**Provided passage**.
==============================

An Interactive Reading of

CROP: Expert-Aligned Image Cropping via
Compositional Reasoning and
Optimizing Preference

Zhitong Dong, Chao Li, Jie Yu, Hao Chen
Southeast University · Alibaba Group · May 2026 · arXiv:2605.12545

The paper, in plain English

Every smartphone owner has taken a photo that looked better in the viewfinder than it did in the gallery. The problem isn't the sensor — it's the composition. Professional photographers don't just point and shoot; they scan the scene for leading lines, rule-of-thirds intersections, and vanishing points before they press the shutter. Existing automatic cropping tools miss this: they either follow rigid hand-crafted rules, chase the brightest salient region, or copy the crop from a vaguely similar stock photo.

CROP treats cropping as a reasoning problem. It feeds the image to a vision-language model and asks it to think like a photographer: first identify the compositional elements (leading lines, symmetry axes, subject placement), then propose candidate crops guided by those elements, and finally pick the best one. A second training stage, Direct Preference Optimization, teaches the model which crops human experts actually prefer — not just which one is "correct," but which one is more beautiful.

The result: 86.2% top-1 accuracy on the GAICD benchmark (vs. 85.4% for the next-best method), an IoU of 0.871 on FLMS, and a 79.2% preference rate over the previous best in a user study — all from a 7-billion-parameter model fine-tuned on a single RTX 4090.

I

Compositional Reasoning Pipeline

A three-stage "analysis-proposal-decision" process that deconstructs the image into compositional elements before proposing crops — mirroring how a professional photographer actually works.

II

Visual Enhancement

Overlays bounding boxes and guide lines directly onto the image, forcing the VLM to attend to spatial structure rather than just semantic content.

III

Expert Preference Alignment

A two-stage training framework — supervised fine-tuning followed by DPO — that teaches the model to rank crops the way human experts do.

==============================

**Dataset content**.
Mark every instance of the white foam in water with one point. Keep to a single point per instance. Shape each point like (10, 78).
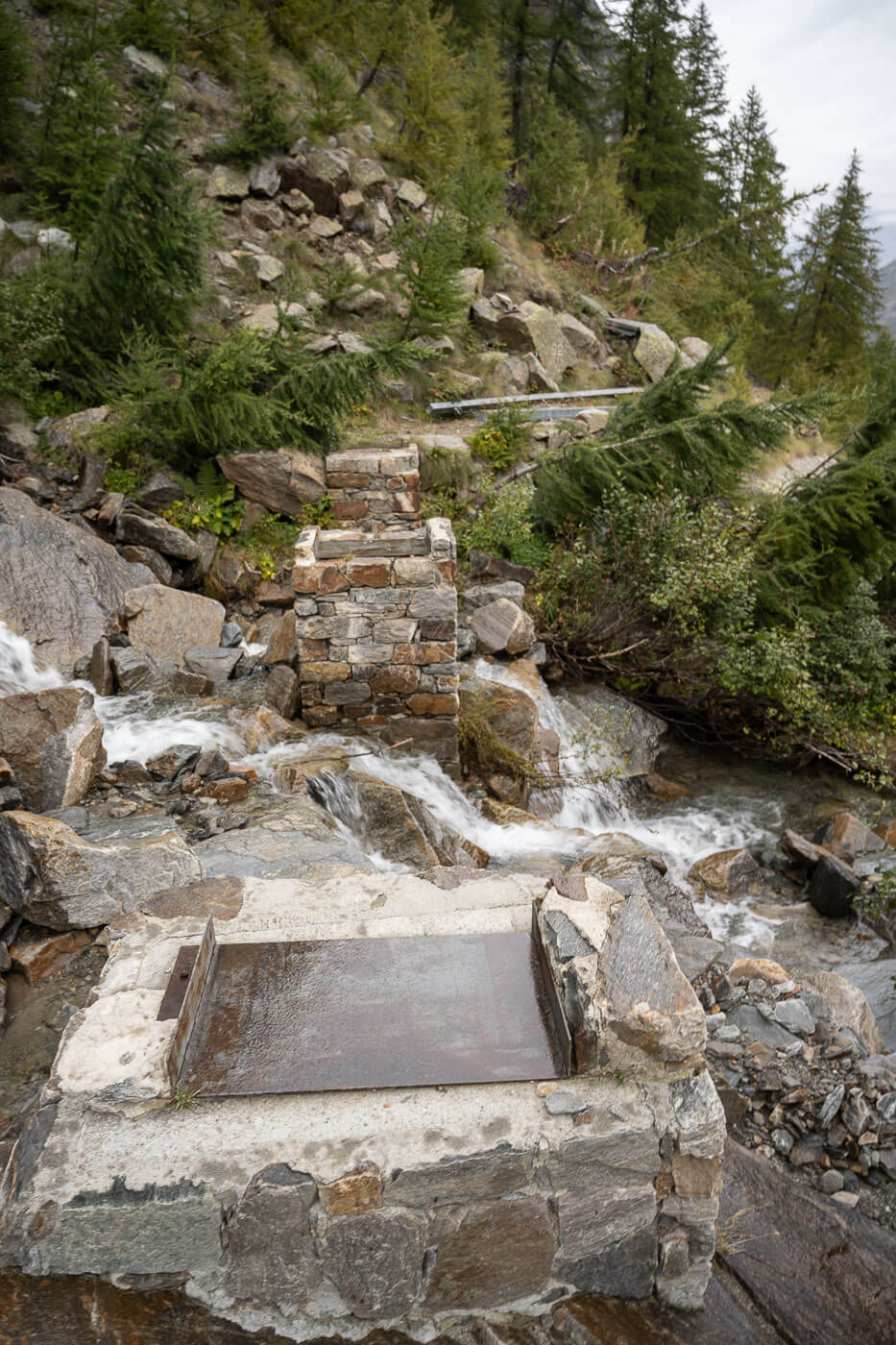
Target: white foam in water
(17, 668)
(130, 730)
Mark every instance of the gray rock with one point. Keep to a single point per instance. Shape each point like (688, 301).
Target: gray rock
(784, 1140)
(654, 352)
(54, 877)
(375, 1258)
(593, 1220)
(264, 1264)
(563, 1103)
(264, 179)
(144, 66)
(160, 568)
(63, 621)
(761, 1029)
(794, 1015)
(478, 595)
(621, 1270)
(466, 642)
(53, 740)
(136, 672)
(833, 887)
(502, 625)
(230, 635)
(101, 672)
(145, 1233)
(831, 1106)
(500, 1172)
(289, 843)
(214, 662)
(175, 759)
(164, 622)
(469, 1274)
(322, 175)
(282, 481)
(140, 527)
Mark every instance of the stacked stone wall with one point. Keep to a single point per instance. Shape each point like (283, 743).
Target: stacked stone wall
(372, 487)
(376, 625)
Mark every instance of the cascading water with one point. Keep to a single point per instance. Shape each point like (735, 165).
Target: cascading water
(132, 726)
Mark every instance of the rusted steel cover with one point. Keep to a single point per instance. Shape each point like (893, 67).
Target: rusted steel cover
(368, 1013)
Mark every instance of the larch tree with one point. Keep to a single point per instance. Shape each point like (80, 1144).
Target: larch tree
(838, 284)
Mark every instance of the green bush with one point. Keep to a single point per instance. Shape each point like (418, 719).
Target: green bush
(503, 437)
(186, 401)
(332, 97)
(15, 64)
(33, 322)
(264, 124)
(429, 256)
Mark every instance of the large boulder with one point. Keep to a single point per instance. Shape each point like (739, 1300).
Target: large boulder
(56, 878)
(526, 327)
(654, 352)
(502, 625)
(323, 177)
(282, 481)
(53, 740)
(60, 587)
(141, 527)
(164, 622)
(848, 1008)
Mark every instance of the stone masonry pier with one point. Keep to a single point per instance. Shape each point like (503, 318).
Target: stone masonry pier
(376, 622)
(331, 1213)
(375, 486)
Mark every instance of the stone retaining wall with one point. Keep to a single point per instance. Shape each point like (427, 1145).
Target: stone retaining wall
(329, 1213)
(376, 624)
(370, 486)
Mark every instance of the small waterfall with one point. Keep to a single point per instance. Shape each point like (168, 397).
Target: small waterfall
(17, 668)
(131, 730)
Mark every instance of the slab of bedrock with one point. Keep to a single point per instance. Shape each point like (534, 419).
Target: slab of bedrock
(335, 1212)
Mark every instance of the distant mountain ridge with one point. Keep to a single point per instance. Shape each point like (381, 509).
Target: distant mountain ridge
(888, 296)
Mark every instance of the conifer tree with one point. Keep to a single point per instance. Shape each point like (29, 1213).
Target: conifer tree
(429, 96)
(704, 77)
(141, 266)
(751, 184)
(661, 163)
(837, 276)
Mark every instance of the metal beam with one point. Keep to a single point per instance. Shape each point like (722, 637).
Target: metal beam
(436, 409)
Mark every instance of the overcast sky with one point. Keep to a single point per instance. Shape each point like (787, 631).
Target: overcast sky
(826, 73)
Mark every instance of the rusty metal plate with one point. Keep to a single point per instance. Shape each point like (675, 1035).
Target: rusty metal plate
(365, 1013)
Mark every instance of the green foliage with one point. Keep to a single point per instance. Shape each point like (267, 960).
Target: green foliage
(210, 506)
(503, 437)
(553, 168)
(666, 439)
(837, 284)
(429, 94)
(123, 479)
(188, 401)
(15, 64)
(264, 124)
(141, 265)
(665, 595)
(77, 143)
(332, 98)
(338, 281)
(151, 24)
(269, 544)
(429, 255)
(482, 746)
(33, 320)
(502, 525)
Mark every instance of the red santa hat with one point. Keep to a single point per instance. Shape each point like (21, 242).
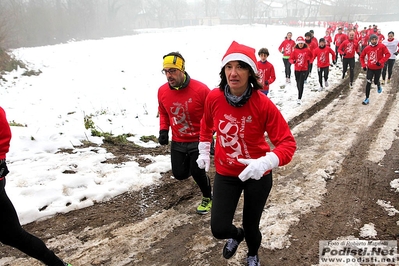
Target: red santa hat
(240, 52)
(300, 39)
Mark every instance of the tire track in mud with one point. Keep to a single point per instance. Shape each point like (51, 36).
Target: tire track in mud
(158, 226)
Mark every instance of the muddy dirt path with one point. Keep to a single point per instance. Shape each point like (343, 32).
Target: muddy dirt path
(329, 190)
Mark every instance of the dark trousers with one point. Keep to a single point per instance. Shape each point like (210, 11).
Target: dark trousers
(310, 67)
(388, 65)
(300, 81)
(351, 63)
(226, 194)
(322, 72)
(184, 157)
(372, 74)
(338, 54)
(12, 234)
(287, 67)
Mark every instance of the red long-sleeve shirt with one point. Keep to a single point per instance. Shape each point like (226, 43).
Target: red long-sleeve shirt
(5, 134)
(182, 110)
(286, 47)
(378, 53)
(241, 131)
(349, 48)
(266, 73)
(300, 57)
(323, 56)
(339, 38)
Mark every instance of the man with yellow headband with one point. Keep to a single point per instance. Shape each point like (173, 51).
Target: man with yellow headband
(181, 106)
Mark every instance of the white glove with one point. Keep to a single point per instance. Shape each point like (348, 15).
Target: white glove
(257, 167)
(204, 160)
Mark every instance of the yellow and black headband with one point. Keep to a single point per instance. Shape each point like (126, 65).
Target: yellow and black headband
(173, 61)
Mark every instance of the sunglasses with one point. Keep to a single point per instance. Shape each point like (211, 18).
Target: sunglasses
(170, 71)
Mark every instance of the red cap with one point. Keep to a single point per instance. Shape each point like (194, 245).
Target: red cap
(240, 52)
(300, 39)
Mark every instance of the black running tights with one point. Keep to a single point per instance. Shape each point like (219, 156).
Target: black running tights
(184, 157)
(226, 194)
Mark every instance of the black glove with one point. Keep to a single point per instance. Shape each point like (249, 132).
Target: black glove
(163, 137)
(3, 169)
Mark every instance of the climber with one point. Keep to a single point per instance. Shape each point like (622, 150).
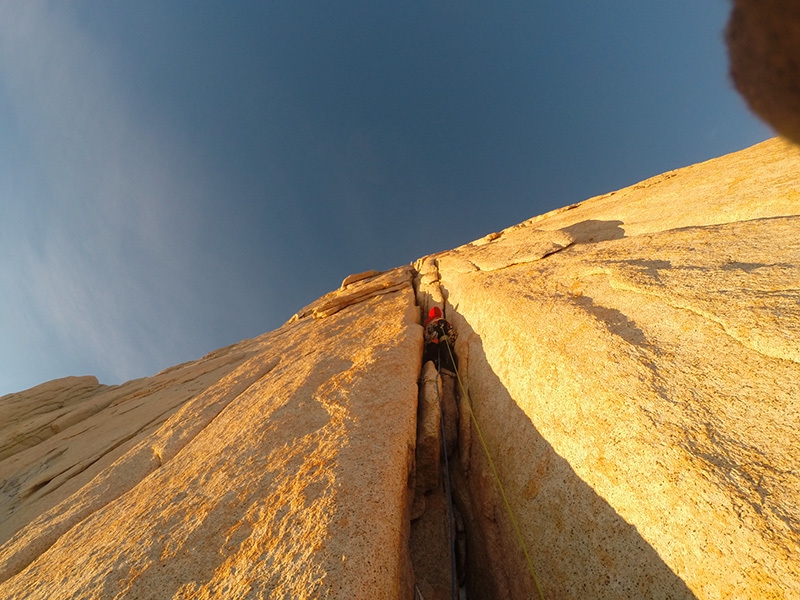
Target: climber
(439, 341)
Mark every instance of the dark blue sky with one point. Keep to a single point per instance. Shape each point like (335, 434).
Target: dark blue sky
(176, 176)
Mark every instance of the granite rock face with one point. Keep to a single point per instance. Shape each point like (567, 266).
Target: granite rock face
(631, 363)
(277, 468)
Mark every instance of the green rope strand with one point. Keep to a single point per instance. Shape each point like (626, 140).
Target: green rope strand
(497, 477)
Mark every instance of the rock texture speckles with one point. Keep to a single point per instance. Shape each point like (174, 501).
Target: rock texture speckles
(633, 364)
(639, 391)
(287, 477)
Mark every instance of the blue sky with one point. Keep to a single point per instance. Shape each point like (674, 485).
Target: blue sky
(178, 176)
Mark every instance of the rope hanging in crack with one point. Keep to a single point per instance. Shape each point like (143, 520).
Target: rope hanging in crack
(448, 489)
(496, 476)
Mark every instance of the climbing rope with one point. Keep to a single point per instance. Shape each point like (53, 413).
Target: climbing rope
(495, 473)
(451, 517)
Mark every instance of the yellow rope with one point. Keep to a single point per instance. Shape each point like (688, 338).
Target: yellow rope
(496, 476)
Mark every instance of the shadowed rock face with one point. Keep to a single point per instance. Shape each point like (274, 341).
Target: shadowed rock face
(639, 391)
(764, 47)
(276, 468)
(633, 364)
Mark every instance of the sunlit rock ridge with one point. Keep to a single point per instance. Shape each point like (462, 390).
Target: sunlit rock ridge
(631, 360)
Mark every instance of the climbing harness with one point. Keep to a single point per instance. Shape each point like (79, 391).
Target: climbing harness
(494, 472)
(450, 516)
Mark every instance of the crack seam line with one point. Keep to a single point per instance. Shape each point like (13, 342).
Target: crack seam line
(618, 285)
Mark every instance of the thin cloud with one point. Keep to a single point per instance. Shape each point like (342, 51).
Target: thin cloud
(99, 223)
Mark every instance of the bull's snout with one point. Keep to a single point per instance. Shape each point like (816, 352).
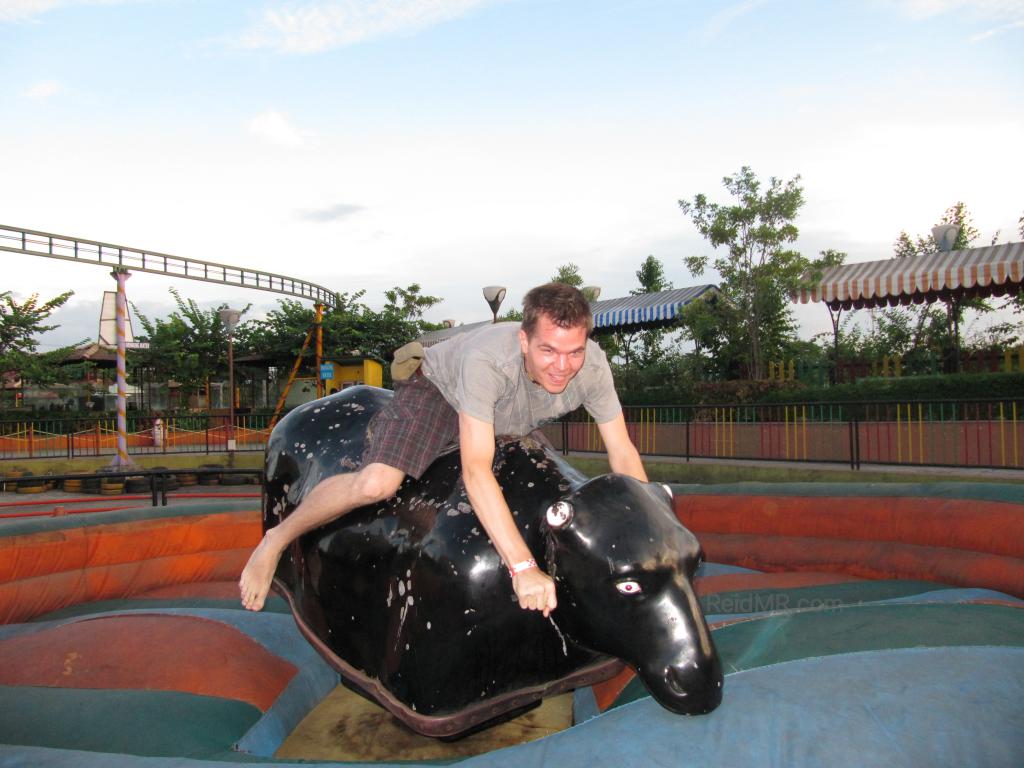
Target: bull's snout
(689, 688)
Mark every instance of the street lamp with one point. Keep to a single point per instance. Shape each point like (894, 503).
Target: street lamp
(230, 318)
(494, 295)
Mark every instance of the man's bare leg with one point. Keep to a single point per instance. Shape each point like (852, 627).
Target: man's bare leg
(329, 501)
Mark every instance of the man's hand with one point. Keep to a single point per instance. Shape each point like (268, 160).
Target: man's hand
(536, 591)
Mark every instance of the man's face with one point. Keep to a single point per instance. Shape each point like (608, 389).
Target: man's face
(553, 354)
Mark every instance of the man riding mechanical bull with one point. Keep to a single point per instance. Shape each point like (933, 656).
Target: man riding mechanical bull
(501, 380)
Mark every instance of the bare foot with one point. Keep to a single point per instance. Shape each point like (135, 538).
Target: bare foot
(258, 573)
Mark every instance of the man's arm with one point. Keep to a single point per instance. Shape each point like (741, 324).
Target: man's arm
(623, 456)
(476, 441)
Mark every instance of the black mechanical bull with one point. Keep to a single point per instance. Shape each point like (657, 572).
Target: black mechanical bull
(410, 601)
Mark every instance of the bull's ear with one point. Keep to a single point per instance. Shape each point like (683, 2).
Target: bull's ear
(559, 515)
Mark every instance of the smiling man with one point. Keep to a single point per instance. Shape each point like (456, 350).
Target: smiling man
(501, 380)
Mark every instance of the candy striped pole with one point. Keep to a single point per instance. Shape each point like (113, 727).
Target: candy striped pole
(121, 460)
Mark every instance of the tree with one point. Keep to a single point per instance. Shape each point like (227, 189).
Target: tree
(19, 325)
(934, 329)
(189, 346)
(641, 347)
(569, 274)
(350, 329)
(758, 271)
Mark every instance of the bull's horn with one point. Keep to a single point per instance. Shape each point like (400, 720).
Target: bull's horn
(559, 515)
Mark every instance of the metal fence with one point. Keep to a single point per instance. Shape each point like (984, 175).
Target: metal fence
(97, 436)
(955, 433)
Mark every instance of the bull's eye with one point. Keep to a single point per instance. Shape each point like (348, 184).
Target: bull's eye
(629, 588)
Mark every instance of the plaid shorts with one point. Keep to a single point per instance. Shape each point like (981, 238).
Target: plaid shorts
(417, 426)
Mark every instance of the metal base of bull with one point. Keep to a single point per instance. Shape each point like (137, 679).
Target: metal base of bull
(470, 720)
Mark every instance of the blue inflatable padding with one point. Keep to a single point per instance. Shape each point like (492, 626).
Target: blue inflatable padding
(901, 709)
(276, 633)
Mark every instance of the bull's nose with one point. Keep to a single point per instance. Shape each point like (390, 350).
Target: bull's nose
(694, 688)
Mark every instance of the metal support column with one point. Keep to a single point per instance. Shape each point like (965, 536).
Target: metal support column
(121, 459)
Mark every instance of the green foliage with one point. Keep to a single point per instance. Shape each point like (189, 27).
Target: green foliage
(931, 328)
(640, 348)
(759, 271)
(569, 274)
(910, 388)
(19, 325)
(189, 346)
(351, 329)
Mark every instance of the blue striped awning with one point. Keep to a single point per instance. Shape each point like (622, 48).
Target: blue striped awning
(646, 308)
(649, 309)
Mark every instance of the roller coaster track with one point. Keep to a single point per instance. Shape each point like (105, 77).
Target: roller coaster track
(32, 243)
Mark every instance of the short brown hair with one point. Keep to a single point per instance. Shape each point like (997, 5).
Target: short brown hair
(562, 304)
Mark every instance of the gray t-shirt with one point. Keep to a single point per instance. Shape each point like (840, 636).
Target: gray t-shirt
(482, 374)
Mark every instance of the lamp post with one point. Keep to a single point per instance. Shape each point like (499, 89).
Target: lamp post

==============================

**Short problem A**.
Name every author listed in the CROP paper summary.
**Short problem B**.
According to the CROP paper summary, what hardware was the 7-billion-parameter model fine-tuned on?
**Short problem C**.
From the CROP paper summary, write out the passage starting at "An Interactive Reading" and ending at "similar stock photo.".

**Task result A**.
Zhitong Dong, Chao Li, Jie Yu, Hao Chen

**Task result B**.
A single RTX 4090.

**Task result C**.
An Interactive Reading of

CROP: Expert-Aligned Image Cropping via
Compositional Reasoning and
Optimizing Preference

Zhitong Dong, Chao Li, Jie Yu, Hao Chen
Southeast University · Alibaba Group · May 2026 · arXiv:2605.12545

The paper, in plain English

Every smartphone owner has taken a photo that looked better in the viewfinder than it did in the gallery. The problem isn't the sensor — it's the composition. Professional photographers don't just point and shoot; they scan the scene for leading lines, rule-of-thirds intersections, and vanishing points before they press the shutter. Existing automatic cropping tools miss this: they either follow rigid hand-crafted rules, chase the brightest salient region, or copy the crop from a vaguely similar stock photo.